▸ What needs to be done
Copy the rows between the line containing "man with sunglasses." and the line containing "[640,166,773,539]", inclusive, substituting "dark glasses" for "sunglasses" and keeping everything else unchanged. Leave the pictures out of your copy.

▸ Material shown
* * * *

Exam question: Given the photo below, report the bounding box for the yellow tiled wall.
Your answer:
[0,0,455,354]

* * * *

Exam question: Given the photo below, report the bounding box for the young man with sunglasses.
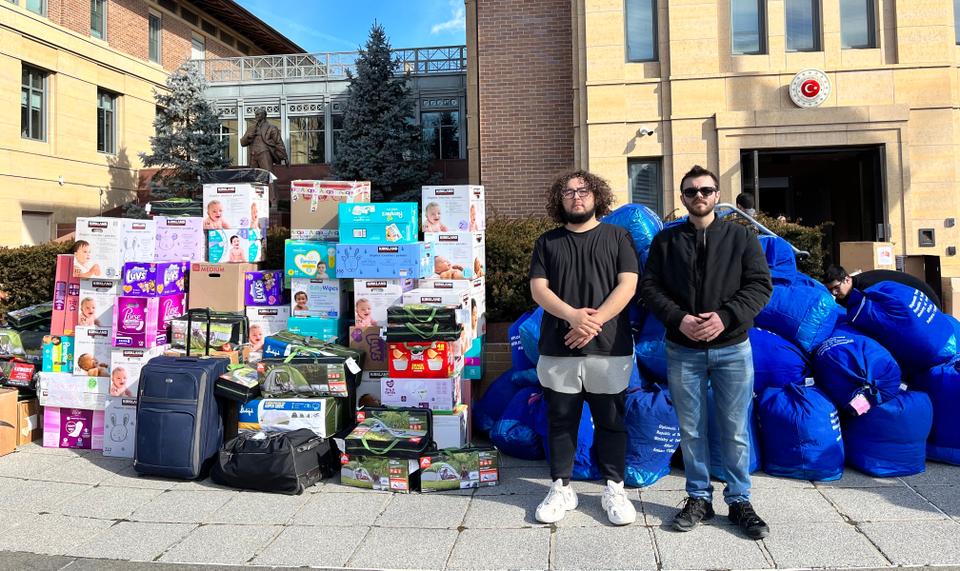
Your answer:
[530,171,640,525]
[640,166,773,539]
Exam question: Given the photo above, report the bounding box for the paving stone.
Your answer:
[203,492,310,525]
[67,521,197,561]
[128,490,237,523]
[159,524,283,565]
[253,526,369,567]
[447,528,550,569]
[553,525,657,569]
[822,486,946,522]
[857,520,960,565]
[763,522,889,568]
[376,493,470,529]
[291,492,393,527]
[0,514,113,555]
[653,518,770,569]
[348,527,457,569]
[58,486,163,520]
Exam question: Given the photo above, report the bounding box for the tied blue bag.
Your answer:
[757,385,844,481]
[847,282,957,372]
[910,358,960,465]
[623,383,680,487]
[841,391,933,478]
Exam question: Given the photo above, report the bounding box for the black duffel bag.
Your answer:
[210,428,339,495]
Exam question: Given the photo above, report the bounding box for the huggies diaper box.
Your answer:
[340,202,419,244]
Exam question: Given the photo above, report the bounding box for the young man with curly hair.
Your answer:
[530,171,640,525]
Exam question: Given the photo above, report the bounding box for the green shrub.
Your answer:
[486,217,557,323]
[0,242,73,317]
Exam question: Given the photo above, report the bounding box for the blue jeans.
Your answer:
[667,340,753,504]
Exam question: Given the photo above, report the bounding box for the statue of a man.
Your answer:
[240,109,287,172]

* * * *

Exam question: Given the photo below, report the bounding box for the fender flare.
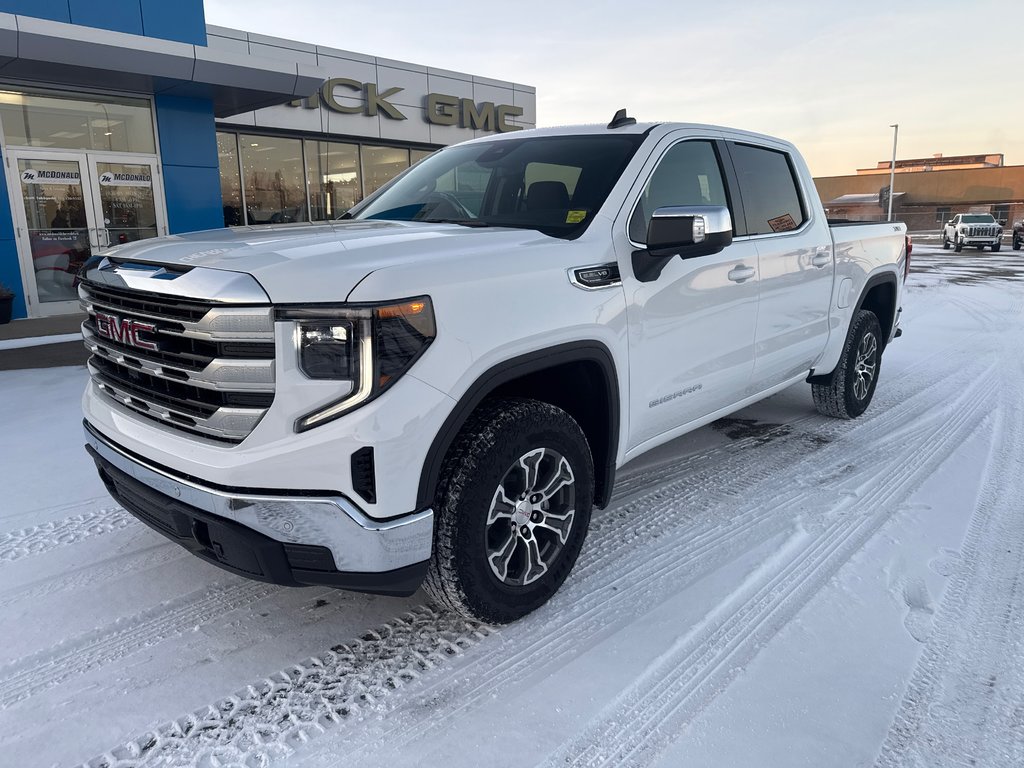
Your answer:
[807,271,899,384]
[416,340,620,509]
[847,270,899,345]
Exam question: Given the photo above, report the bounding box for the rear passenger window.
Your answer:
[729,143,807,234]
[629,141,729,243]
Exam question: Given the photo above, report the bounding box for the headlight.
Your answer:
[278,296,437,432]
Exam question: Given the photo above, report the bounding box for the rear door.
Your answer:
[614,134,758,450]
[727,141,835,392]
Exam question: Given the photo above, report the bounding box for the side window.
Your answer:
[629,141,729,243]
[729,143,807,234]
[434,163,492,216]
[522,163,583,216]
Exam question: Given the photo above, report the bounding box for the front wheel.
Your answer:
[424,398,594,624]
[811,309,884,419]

* * * *

▸ Response
Exam question: Given the photo below, report the bounding box for the young man with dark glasses.
Your answer:
[530,171,640,525]
[640,166,773,539]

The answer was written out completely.